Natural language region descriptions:

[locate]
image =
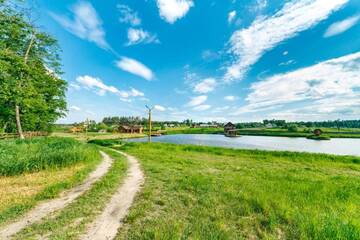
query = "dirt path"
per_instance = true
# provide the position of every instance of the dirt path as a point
(107, 224)
(48, 207)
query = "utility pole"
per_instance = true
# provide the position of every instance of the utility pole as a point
(149, 109)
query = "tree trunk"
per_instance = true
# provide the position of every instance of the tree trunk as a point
(18, 122)
(17, 108)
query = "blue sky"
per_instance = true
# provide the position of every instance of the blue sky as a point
(208, 60)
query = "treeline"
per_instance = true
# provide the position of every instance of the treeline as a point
(32, 95)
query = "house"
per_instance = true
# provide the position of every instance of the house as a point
(317, 132)
(76, 129)
(131, 129)
(229, 127)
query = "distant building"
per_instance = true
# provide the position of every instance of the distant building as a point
(130, 129)
(317, 132)
(229, 127)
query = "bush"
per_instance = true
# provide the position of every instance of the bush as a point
(293, 128)
(105, 142)
(322, 137)
(19, 156)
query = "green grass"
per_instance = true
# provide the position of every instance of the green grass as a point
(194, 192)
(105, 142)
(20, 156)
(277, 132)
(71, 221)
(64, 163)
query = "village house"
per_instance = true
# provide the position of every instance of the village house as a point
(229, 127)
(130, 129)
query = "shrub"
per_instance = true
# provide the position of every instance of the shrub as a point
(105, 142)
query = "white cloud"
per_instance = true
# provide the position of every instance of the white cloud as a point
(205, 86)
(137, 36)
(201, 107)
(75, 108)
(101, 89)
(85, 25)
(341, 26)
(336, 78)
(248, 45)
(74, 86)
(135, 67)
(231, 16)
(159, 108)
(230, 98)
(172, 10)
(128, 15)
(195, 101)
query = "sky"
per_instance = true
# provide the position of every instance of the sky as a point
(208, 60)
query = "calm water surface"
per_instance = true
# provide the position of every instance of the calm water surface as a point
(339, 146)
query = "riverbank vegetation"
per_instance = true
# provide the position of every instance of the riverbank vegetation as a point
(39, 169)
(215, 193)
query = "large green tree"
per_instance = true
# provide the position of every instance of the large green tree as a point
(32, 95)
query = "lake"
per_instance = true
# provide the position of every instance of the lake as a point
(338, 146)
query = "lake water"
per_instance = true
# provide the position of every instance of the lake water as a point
(338, 146)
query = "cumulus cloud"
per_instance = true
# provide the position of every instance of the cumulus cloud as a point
(249, 45)
(135, 67)
(231, 16)
(202, 107)
(75, 108)
(230, 98)
(173, 10)
(324, 82)
(138, 36)
(101, 89)
(128, 15)
(86, 24)
(195, 101)
(341, 26)
(159, 108)
(205, 86)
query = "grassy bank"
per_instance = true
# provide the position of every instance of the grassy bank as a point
(214, 193)
(72, 221)
(19, 156)
(40, 169)
(96, 136)
(300, 133)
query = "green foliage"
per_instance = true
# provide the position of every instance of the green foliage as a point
(105, 142)
(293, 128)
(321, 137)
(19, 156)
(33, 83)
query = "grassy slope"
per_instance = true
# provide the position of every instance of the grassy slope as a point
(213, 193)
(71, 221)
(64, 163)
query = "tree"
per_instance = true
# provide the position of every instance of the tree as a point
(31, 93)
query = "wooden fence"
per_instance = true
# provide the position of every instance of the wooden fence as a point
(26, 135)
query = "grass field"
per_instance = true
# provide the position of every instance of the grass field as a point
(196, 192)
(71, 221)
(94, 136)
(40, 169)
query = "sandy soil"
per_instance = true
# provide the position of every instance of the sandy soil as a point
(108, 223)
(47, 207)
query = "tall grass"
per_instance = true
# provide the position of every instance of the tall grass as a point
(19, 156)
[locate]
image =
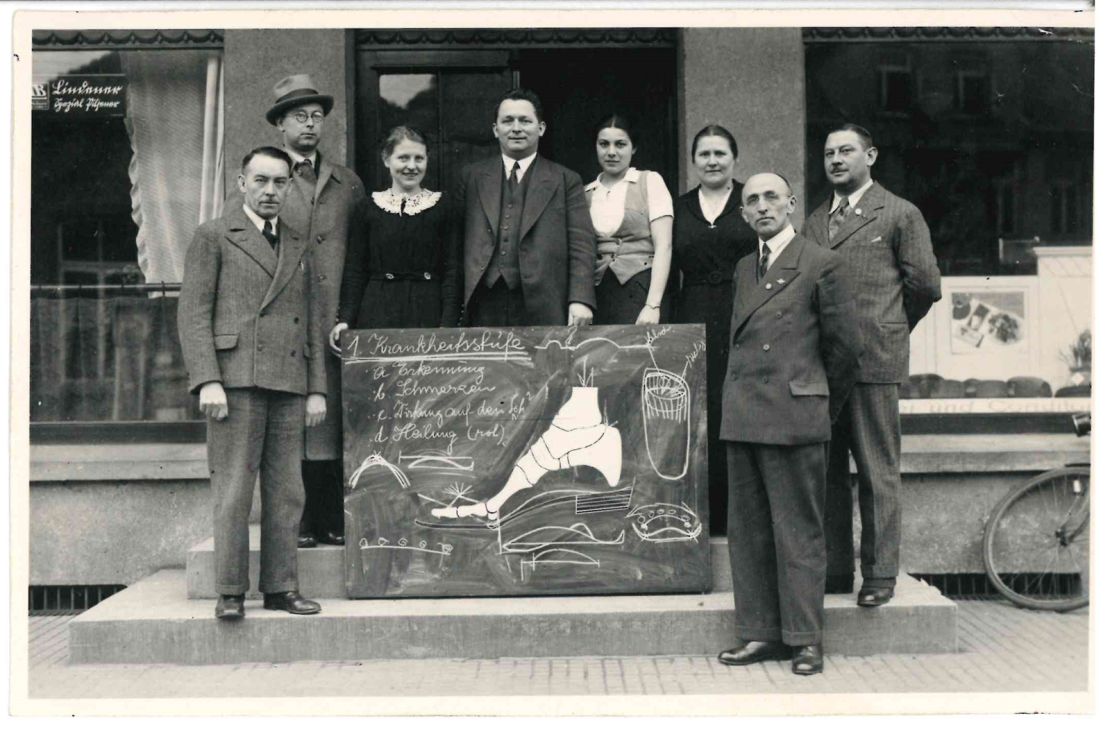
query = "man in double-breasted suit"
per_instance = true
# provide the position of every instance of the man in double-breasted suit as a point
(248, 336)
(794, 357)
(322, 202)
(894, 277)
(528, 244)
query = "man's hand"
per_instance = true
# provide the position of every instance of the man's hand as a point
(315, 410)
(214, 401)
(579, 314)
(334, 336)
(648, 317)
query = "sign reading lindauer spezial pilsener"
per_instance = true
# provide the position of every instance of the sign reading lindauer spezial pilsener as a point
(103, 94)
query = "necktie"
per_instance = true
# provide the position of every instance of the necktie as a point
(268, 231)
(837, 218)
(305, 170)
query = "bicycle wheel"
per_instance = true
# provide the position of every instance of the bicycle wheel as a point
(1037, 545)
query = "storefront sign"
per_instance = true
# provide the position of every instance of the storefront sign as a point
(525, 461)
(98, 94)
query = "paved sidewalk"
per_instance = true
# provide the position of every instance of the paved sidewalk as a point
(1002, 649)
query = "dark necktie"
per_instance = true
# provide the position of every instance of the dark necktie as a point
(268, 231)
(305, 170)
(837, 218)
(764, 259)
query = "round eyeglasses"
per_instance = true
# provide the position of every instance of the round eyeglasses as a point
(303, 117)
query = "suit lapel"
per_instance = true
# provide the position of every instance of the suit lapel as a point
(325, 173)
(865, 211)
(242, 233)
(290, 249)
(819, 231)
(541, 188)
(779, 276)
(490, 190)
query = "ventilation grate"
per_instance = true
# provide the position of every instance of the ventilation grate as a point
(68, 599)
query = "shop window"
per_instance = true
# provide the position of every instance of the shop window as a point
(1065, 196)
(896, 82)
(997, 152)
(974, 93)
(127, 160)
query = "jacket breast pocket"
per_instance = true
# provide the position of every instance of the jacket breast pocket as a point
(225, 341)
(809, 388)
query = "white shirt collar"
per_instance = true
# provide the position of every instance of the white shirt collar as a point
(256, 220)
(632, 176)
(778, 242)
(853, 198)
(525, 163)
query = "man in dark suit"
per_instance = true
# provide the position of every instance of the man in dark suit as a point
(528, 246)
(793, 362)
(894, 277)
(322, 202)
(248, 337)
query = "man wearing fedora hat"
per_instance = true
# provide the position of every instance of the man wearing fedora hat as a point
(322, 202)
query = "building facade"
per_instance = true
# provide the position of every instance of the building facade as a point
(137, 138)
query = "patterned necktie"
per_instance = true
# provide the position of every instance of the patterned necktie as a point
(837, 219)
(268, 231)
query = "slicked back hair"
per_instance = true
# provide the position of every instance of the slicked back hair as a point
(522, 94)
(268, 151)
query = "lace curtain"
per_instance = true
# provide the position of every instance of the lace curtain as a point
(175, 124)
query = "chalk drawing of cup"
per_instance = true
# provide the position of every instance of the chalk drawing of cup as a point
(666, 404)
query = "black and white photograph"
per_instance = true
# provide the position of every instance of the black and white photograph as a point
(468, 361)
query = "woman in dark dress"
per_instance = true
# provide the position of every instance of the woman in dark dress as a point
(402, 260)
(709, 238)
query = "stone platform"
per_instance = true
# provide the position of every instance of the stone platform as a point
(168, 618)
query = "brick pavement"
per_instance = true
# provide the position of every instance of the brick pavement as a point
(1002, 649)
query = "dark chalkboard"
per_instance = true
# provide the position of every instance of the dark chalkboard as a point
(525, 461)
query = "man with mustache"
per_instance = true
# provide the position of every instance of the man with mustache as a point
(322, 202)
(895, 280)
(246, 334)
(528, 246)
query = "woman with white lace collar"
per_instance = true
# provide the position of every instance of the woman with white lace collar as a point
(402, 262)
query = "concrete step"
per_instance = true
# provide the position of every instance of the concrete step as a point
(153, 622)
(321, 569)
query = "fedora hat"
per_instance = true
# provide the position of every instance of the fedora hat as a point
(294, 91)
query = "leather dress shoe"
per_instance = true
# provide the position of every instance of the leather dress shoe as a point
(808, 660)
(230, 607)
(874, 597)
(839, 583)
(331, 538)
(754, 652)
(291, 602)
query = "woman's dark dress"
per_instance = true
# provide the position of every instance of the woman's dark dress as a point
(707, 256)
(402, 270)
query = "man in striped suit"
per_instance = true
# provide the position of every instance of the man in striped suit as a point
(888, 254)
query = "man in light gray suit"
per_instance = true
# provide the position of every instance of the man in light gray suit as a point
(894, 277)
(248, 339)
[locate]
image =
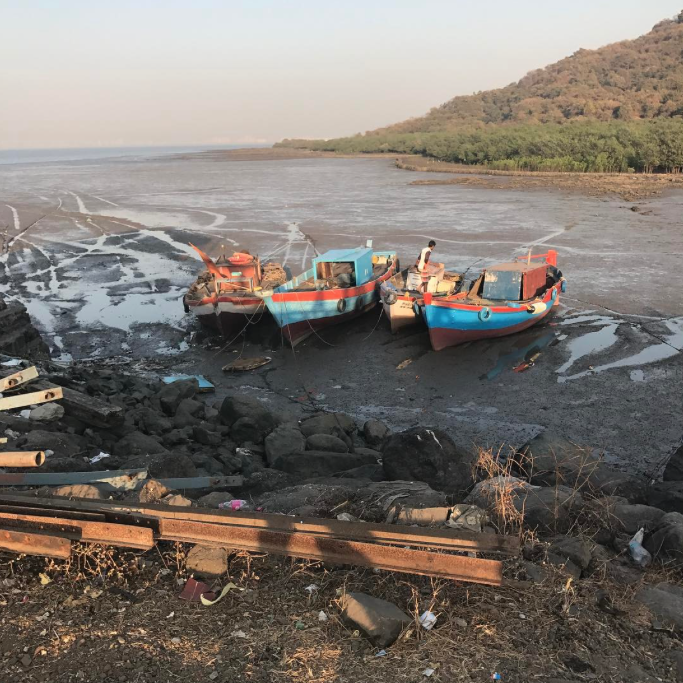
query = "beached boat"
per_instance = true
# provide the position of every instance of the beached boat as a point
(504, 299)
(400, 293)
(340, 285)
(231, 292)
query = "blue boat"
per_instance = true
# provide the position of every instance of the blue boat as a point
(341, 284)
(504, 299)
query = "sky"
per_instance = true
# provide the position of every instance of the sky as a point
(108, 73)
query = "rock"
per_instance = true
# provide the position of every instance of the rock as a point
(368, 472)
(207, 561)
(137, 443)
(572, 552)
(63, 445)
(214, 499)
(428, 455)
(375, 432)
(630, 518)
(47, 412)
(79, 491)
(665, 603)
(326, 442)
(667, 496)
(177, 500)
(310, 464)
(666, 539)
(282, 441)
(171, 395)
(151, 491)
(674, 468)
(328, 423)
(381, 621)
(235, 407)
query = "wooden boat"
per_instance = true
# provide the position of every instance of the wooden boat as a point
(504, 299)
(401, 293)
(340, 285)
(232, 291)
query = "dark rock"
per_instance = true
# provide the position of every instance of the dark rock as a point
(375, 432)
(79, 491)
(137, 443)
(630, 518)
(62, 445)
(381, 621)
(214, 499)
(674, 468)
(171, 395)
(428, 455)
(328, 423)
(235, 407)
(282, 441)
(367, 472)
(667, 496)
(207, 561)
(665, 602)
(666, 539)
(326, 442)
(311, 464)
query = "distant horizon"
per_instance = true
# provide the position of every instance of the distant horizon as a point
(98, 76)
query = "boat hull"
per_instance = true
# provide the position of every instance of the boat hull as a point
(452, 323)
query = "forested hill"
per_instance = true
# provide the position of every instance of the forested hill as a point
(630, 80)
(615, 109)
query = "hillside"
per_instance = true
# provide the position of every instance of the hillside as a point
(615, 109)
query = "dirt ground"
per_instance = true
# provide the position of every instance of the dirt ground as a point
(105, 616)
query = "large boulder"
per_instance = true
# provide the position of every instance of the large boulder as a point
(282, 441)
(429, 455)
(374, 432)
(326, 442)
(666, 539)
(237, 406)
(310, 464)
(380, 621)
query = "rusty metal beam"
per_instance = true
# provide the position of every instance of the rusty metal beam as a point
(446, 539)
(34, 544)
(85, 531)
(390, 558)
(22, 458)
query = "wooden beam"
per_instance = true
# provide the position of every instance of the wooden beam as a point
(18, 378)
(22, 400)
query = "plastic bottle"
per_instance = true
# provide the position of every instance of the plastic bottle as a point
(640, 556)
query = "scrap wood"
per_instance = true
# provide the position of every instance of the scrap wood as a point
(18, 378)
(21, 400)
(22, 458)
(245, 364)
(34, 544)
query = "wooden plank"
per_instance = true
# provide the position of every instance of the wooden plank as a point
(22, 400)
(34, 544)
(88, 409)
(451, 539)
(18, 378)
(120, 535)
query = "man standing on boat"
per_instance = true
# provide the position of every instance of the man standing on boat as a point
(428, 268)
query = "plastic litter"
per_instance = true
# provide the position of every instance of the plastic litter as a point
(640, 556)
(427, 620)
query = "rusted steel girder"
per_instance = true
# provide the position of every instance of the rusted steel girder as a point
(85, 531)
(391, 558)
(446, 539)
(34, 544)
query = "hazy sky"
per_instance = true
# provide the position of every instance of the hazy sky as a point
(113, 73)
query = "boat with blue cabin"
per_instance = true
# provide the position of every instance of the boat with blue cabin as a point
(504, 299)
(341, 284)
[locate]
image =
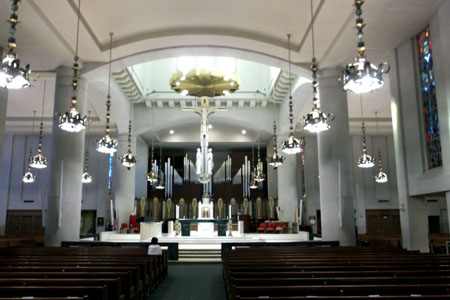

§ ACTION ITEM
Would you retype the lines from the line containing "# provide the position of every instance of the boat with" to the final line of the entries above, exactly as given and without pictures?

§ PROBLEM SOLUTION
# provide the position of every instance of the boat with blue cabin as a point
(504, 299)
(341, 284)
[locate]
image =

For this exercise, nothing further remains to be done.